■ **CHALLENGE**
Repeat each of the entries below word for word.

■ **MATERIAL TO PROCESS**
=======
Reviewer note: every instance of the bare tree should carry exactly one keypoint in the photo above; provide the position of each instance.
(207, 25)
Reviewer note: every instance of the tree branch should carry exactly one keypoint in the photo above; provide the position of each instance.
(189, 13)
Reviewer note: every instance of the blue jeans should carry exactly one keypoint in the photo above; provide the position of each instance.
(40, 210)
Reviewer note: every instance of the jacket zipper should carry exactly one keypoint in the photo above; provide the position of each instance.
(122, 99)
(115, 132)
=======
■ **TASK RESPONSE**
Reviewer note: every instance of the bare tree should carry exactly one keypoint in the photo above; provide the position of each instance.
(207, 25)
Reviewer note: every instance of the tree branch should carry exactly one keypoint in the photo above; provide the position of each instance.
(189, 13)
Reviewer note: every instance of the blue jeans should carry exactly one keypoint in the photo above; provide the position of each instance.
(40, 210)
Reviewer note: every instance of the jacket zipper should carry exactly one keypoint in the photo above; provide the position of each instance.
(122, 99)
(115, 132)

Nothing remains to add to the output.